[Begin LISTING]

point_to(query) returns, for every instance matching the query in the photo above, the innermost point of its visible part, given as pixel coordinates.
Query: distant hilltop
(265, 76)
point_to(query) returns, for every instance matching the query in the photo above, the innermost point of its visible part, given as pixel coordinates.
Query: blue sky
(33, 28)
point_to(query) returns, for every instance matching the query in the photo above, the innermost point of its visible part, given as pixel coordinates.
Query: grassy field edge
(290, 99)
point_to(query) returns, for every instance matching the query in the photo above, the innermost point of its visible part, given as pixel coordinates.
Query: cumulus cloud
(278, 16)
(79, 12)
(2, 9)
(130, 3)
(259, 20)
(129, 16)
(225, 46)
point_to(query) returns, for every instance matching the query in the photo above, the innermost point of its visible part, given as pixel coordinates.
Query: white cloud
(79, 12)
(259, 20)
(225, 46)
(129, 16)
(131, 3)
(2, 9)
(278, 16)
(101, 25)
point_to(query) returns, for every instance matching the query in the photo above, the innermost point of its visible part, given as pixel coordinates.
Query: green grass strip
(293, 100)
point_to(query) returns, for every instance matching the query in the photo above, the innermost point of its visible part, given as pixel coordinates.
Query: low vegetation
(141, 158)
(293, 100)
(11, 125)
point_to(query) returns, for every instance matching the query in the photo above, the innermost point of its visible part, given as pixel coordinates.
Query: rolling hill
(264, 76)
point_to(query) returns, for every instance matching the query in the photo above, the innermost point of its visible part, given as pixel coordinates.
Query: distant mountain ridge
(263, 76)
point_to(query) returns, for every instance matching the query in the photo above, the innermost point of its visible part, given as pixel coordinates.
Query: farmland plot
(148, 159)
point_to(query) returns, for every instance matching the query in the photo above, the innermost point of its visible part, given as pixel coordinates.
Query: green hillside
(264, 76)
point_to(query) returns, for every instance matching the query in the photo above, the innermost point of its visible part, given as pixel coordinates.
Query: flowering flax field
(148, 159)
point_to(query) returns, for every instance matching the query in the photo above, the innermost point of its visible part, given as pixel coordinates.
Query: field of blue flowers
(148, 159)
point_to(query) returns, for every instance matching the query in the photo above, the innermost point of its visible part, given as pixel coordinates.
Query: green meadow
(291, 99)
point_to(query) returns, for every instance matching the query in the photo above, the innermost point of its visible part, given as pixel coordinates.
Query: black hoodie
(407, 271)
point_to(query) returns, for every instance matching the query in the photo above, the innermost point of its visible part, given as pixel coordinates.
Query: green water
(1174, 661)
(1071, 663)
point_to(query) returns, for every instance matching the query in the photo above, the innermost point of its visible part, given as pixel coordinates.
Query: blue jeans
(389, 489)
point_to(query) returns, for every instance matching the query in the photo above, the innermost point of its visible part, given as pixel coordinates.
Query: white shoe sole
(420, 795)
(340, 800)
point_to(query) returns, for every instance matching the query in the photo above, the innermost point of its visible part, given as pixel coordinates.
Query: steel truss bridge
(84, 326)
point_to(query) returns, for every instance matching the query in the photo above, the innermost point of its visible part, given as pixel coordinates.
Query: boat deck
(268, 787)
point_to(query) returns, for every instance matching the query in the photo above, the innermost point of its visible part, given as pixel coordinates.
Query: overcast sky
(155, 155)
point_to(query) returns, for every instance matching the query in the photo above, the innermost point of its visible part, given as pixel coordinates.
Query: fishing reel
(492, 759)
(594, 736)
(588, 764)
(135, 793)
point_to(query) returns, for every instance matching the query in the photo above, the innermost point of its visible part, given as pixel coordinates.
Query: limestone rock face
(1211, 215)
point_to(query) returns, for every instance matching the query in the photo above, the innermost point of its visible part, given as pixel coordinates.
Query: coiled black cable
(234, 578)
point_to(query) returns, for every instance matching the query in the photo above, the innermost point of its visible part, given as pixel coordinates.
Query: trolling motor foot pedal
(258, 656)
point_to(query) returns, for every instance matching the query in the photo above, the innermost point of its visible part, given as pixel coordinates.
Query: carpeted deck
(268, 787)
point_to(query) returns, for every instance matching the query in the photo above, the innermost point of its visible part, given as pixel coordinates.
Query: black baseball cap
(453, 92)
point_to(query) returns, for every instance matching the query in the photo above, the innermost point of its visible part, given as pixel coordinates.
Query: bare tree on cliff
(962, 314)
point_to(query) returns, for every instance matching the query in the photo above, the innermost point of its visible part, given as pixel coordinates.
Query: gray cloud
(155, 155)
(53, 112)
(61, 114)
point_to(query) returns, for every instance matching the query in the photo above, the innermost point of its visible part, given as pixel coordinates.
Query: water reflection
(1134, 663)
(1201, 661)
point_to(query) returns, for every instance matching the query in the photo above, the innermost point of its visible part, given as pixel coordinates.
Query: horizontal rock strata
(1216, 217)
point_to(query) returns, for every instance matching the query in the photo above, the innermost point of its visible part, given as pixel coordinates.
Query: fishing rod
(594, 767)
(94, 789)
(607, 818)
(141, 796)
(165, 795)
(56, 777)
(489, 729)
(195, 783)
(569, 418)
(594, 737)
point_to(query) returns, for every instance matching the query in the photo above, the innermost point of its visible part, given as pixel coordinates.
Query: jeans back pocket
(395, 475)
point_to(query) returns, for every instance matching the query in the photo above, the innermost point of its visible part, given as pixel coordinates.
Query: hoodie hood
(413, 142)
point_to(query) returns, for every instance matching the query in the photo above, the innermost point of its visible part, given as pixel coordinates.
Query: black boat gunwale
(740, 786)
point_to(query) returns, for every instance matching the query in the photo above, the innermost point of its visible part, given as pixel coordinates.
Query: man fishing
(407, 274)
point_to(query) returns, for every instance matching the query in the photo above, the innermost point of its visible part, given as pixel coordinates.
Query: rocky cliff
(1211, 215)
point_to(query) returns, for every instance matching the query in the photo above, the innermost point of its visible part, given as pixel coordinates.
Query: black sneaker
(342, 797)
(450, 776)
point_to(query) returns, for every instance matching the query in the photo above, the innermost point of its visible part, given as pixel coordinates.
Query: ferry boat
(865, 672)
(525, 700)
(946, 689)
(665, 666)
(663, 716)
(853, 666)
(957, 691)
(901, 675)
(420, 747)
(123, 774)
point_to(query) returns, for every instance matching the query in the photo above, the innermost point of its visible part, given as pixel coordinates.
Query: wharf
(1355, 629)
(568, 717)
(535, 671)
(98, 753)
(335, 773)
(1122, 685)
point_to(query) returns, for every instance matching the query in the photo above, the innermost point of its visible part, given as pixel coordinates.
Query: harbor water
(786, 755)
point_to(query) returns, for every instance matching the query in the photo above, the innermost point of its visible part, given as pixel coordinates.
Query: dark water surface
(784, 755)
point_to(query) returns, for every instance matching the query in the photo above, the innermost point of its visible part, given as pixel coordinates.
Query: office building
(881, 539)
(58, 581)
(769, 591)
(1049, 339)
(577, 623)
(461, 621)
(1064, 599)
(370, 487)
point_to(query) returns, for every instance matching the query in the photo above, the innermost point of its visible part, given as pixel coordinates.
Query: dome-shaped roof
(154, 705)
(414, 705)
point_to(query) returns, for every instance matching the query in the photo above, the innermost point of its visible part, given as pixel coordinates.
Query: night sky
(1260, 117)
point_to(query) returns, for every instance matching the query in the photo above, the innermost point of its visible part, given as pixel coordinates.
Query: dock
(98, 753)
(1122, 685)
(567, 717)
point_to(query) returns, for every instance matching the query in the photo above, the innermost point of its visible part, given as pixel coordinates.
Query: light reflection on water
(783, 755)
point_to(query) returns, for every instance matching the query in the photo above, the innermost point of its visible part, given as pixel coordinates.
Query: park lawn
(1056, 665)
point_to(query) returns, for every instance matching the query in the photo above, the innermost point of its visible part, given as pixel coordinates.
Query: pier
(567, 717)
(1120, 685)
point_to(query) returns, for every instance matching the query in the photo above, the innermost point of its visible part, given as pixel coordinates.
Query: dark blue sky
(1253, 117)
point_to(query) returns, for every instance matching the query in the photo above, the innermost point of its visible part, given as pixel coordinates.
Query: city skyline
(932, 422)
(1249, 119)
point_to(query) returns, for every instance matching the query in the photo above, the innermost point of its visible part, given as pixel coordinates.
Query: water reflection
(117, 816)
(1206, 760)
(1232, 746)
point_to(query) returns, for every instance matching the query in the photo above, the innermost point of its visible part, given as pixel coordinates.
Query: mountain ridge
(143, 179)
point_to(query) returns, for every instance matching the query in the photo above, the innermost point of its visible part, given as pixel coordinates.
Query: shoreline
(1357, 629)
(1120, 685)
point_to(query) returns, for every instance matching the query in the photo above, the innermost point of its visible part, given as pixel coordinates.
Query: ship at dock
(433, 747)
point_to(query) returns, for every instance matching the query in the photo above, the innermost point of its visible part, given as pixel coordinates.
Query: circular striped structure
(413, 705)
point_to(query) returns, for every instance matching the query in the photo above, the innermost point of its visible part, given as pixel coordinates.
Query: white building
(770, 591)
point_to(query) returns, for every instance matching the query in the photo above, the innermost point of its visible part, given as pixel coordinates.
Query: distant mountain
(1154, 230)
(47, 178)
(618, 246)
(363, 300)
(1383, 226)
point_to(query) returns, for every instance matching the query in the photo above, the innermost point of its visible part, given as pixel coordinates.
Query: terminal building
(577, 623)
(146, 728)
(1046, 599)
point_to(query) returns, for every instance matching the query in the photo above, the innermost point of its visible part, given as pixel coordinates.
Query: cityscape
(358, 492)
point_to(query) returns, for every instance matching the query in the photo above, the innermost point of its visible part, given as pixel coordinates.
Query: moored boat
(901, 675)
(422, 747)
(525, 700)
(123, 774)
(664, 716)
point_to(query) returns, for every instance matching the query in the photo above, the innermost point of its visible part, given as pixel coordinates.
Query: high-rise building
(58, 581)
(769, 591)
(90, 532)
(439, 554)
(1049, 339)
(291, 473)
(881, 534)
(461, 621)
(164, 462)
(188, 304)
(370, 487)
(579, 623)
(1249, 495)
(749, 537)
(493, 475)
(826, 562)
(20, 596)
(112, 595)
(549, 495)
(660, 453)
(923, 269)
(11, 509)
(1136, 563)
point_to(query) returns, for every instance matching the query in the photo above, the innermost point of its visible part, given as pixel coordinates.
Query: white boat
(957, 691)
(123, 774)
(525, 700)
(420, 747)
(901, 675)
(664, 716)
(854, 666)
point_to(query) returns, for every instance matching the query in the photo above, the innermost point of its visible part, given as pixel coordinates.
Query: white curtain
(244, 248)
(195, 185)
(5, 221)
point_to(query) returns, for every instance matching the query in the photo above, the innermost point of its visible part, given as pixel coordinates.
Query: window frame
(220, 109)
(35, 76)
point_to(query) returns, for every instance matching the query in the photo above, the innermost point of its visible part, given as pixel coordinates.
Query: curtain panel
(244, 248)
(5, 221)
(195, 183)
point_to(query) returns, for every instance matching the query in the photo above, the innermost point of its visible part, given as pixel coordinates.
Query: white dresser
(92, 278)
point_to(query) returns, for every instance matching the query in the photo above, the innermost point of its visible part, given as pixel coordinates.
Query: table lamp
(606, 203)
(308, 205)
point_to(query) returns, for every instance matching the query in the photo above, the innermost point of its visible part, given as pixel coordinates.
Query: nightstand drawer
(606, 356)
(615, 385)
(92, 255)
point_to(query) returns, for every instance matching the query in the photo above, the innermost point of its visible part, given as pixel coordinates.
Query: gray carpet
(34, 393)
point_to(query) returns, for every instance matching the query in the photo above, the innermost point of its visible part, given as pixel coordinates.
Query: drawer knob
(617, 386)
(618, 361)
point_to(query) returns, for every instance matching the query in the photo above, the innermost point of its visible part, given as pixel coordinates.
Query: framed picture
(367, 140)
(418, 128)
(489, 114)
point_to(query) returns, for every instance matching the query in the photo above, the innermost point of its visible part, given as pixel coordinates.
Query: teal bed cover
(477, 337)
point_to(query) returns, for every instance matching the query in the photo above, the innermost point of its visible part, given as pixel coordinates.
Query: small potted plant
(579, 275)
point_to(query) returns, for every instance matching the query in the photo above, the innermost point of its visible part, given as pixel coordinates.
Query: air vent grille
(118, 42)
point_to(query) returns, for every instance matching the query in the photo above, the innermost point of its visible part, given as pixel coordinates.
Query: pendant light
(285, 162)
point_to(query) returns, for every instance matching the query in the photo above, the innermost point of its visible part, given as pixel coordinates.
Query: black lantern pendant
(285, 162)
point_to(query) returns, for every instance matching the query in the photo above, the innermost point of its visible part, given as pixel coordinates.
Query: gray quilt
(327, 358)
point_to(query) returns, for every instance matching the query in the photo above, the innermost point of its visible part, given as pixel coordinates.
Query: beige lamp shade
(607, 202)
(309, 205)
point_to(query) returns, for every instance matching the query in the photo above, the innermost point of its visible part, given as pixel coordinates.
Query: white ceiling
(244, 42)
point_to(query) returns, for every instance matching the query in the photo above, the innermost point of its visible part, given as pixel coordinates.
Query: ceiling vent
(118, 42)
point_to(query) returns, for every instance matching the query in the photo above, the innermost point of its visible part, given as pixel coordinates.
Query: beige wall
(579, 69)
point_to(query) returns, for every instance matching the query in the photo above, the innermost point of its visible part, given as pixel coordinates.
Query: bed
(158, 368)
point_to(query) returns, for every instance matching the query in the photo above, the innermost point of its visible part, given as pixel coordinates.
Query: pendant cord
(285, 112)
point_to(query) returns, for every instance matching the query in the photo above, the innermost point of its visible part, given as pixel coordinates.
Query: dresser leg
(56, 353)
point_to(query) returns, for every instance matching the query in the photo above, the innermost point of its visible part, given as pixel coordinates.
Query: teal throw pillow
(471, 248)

[End LISTING]

◆ **WRITTEN REQUEST**:
Tally the lines in the material above that contain the string "building", with case counting, and give only that number.

◆ **PROBLEM SOLUTION**:
4